• What to work on: Copy every entry below exactly as it appears, leaving out the images.

───── Supplied entries

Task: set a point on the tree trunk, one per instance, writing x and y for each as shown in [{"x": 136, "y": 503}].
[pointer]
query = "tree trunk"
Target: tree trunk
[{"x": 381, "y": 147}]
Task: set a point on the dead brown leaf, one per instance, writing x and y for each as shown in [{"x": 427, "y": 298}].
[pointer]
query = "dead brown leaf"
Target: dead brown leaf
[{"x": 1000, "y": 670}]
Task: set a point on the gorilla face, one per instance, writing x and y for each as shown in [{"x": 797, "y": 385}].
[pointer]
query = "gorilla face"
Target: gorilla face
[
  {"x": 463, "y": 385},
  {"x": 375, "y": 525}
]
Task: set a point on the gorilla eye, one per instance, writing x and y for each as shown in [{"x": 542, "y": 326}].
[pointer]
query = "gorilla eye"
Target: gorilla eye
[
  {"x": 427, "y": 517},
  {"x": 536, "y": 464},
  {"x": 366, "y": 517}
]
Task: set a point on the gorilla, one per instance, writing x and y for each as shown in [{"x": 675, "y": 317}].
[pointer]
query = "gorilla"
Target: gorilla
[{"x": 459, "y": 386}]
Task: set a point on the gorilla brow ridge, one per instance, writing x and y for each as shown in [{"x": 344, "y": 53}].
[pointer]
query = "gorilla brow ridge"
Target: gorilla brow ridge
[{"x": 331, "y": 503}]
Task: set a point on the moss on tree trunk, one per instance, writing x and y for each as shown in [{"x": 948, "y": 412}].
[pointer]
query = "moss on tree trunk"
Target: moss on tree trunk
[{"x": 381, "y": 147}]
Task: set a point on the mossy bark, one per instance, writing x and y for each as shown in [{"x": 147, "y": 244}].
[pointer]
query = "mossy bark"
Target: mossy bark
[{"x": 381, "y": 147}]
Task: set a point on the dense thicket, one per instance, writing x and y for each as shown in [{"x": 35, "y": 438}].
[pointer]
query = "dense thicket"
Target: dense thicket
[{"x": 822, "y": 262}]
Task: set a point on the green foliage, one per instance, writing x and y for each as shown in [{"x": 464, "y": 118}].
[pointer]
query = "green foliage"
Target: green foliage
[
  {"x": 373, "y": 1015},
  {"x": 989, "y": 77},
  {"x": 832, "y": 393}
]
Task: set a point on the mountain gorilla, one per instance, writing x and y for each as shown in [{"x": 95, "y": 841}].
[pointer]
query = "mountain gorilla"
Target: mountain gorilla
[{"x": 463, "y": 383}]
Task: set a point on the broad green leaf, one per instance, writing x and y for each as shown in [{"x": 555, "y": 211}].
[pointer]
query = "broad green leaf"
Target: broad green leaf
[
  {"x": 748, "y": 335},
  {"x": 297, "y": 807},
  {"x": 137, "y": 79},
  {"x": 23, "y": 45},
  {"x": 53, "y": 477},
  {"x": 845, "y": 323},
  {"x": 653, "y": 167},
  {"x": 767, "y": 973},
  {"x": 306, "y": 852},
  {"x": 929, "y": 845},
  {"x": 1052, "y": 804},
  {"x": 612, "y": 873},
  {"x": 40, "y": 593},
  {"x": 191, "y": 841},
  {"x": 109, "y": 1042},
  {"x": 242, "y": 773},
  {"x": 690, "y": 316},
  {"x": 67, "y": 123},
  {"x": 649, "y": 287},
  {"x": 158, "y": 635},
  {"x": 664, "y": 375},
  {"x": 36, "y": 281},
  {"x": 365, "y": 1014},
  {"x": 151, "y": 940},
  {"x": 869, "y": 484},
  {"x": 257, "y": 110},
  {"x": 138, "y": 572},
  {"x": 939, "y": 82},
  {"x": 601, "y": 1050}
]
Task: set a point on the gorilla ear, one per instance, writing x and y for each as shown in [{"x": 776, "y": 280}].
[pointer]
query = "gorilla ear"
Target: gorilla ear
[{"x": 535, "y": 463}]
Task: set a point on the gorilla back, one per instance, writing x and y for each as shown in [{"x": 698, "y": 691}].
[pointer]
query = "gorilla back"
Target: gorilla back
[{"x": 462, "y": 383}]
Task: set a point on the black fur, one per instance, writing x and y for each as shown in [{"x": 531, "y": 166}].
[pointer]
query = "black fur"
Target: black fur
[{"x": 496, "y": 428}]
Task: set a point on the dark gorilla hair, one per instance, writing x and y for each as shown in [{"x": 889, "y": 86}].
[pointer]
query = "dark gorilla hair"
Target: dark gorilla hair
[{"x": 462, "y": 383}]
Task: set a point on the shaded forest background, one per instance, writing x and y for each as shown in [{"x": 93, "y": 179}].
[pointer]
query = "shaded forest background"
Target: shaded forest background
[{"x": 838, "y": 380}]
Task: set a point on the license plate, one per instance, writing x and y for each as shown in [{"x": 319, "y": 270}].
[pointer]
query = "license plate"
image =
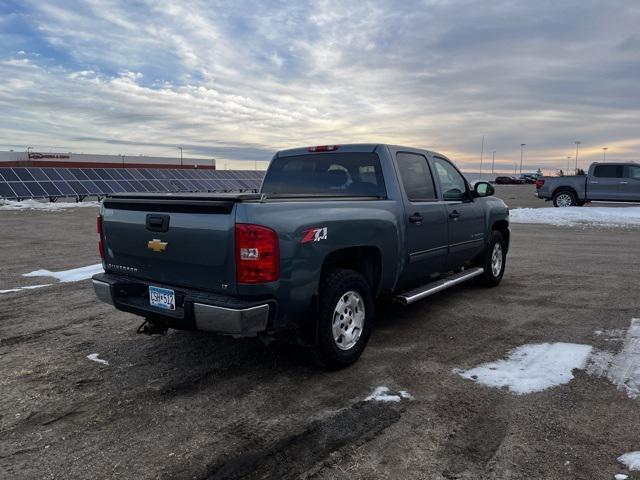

──────────

• Answer for this exercise:
Task: set a point on the tree trunk, one per instance, writing x and y for each as shown in [{"x": 136, "y": 503}].
[pointer]
query = "tree trunk"
Target: tree trunk
[{"x": 381, "y": 147}]
Task: set a point on the dead brown leaf, one per instance, writing x and y for each as shown in [{"x": 427, "y": 298}].
[pointer]
query = "dead brown leaf"
Target: dead brown leaf
[{"x": 1000, "y": 670}]
Task: set a point on the gorilla face, one per instance, writing x and y for each as shown in [{"x": 797, "y": 385}].
[pointer]
query = "gorilla face"
Target: gorilla face
[
  {"x": 463, "y": 385},
  {"x": 375, "y": 525}
]
Task: set a point on the gorilla eye, one per instance, writing x and y for each as shown in [{"x": 542, "y": 326}].
[pointer]
query = "gorilla eye"
Target: gorilla eye
[
  {"x": 427, "y": 517},
  {"x": 536, "y": 464},
  {"x": 366, "y": 517}
]
Task: set a point on the gorilla, one per instance, writing x and y for each as shown in [{"x": 675, "y": 317}].
[pointer]
query = "gorilla"
Target: gorilla
[{"x": 459, "y": 386}]
Task: set a point on the gorilla brow ridge, one per instance, writing x and y for each as shown in [{"x": 344, "y": 53}].
[pointer]
query = "gorilla brow ridge"
Target: gorilla brow ridge
[{"x": 331, "y": 503}]
Task: set a point on the moss on tree trunk, one per instance, writing x and y for each as shown in [{"x": 948, "y": 412}].
[pointer]
query = "moss on tree trunk"
Target: moss on tree trunk
[{"x": 381, "y": 147}]
Task: set a point on the mossy bark, one per instance, writing x and y for each as shown in [{"x": 147, "y": 244}].
[pointer]
query = "mossy bark"
Target: mossy bark
[{"x": 381, "y": 147}]
Task: set a point on the dense thicket, one per instance, writing x and y for each as shown in [{"x": 35, "y": 438}].
[pointer]
query = "dense thicket"
Target: dense thicket
[{"x": 822, "y": 262}]
Task: set a point on the green foliage, one per instance, writing x and y for each as shown in [{"x": 464, "y": 118}].
[pointer]
query = "green foliage"
Target: green foliage
[
  {"x": 373, "y": 1015},
  {"x": 989, "y": 77},
  {"x": 832, "y": 393}
]
Task: set a point on the mountain gorilla, one per instance, writing x and y for each as shown in [{"x": 95, "y": 841}].
[pointer]
query = "mountain gorilla"
Target: mountain gorilla
[{"x": 463, "y": 383}]
Task: set a point on the broad green leaf, one per instance, writing x and y for each as shown in [{"x": 555, "y": 211}].
[pointer]
query = "broad green leaf"
Target: broad green leaf
[
  {"x": 748, "y": 335},
  {"x": 297, "y": 807},
  {"x": 137, "y": 79},
  {"x": 23, "y": 45},
  {"x": 53, "y": 477},
  {"x": 845, "y": 323},
  {"x": 653, "y": 167},
  {"x": 767, "y": 973},
  {"x": 306, "y": 852},
  {"x": 929, "y": 845},
  {"x": 1052, "y": 804},
  {"x": 612, "y": 873},
  {"x": 40, "y": 593},
  {"x": 191, "y": 841},
  {"x": 109, "y": 1042},
  {"x": 242, "y": 773},
  {"x": 690, "y": 316},
  {"x": 67, "y": 123},
  {"x": 649, "y": 287},
  {"x": 158, "y": 635},
  {"x": 664, "y": 375},
  {"x": 36, "y": 281},
  {"x": 365, "y": 1014},
  {"x": 151, "y": 940},
  {"x": 869, "y": 484},
  {"x": 257, "y": 110},
  {"x": 138, "y": 572},
  {"x": 939, "y": 82},
  {"x": 601, "y": 1050}
]
Task: set a point on the gorilla ear, one per instance, writing x and y for each as shown in [{"x": 776, "y": 280}].
[pointer]
query = "gorilla ear"
Target: gorilla ear
[{"x": 535, "y": 463}]
Task: set a point on the gorilla back, one per instance, writing x and y for each as shown in [{"x": 698, "y": 691}].
[pointer]
query = "gorilla back"
Target: gorilla back
[{"x": 462, "y": 383}]
Task: set a point on the black fur, one per instance, writing x and y for each as shown in [{"x": 531, "y": 166}].
[pointer]
query = "black fur"
Target: black fur
[{"x": 496, "y": 428}]
Task: set a point on the dark gorilla hair, one per instance, writing x and y for each as shown in [{"x": 889, "y": 86}].
[pointer]
query = "dark gorilla hair"
Target: dark gorilla hair
[{"x": 462, "y": 383}]
Task: set a point on the shaded forest background, one per instance, writing x and y for each as shown in [{"x": 93, "y": 179}].
[pointer]
query = "shaded forest background"
Target: shaded forest background
[{"x": 838, "y": 380}]
Task: set a point on the license plate, one per instance, writing x and y for each as shown in [{"x": 319, "y": 270}].
[pointer]
query = "license plate"
image =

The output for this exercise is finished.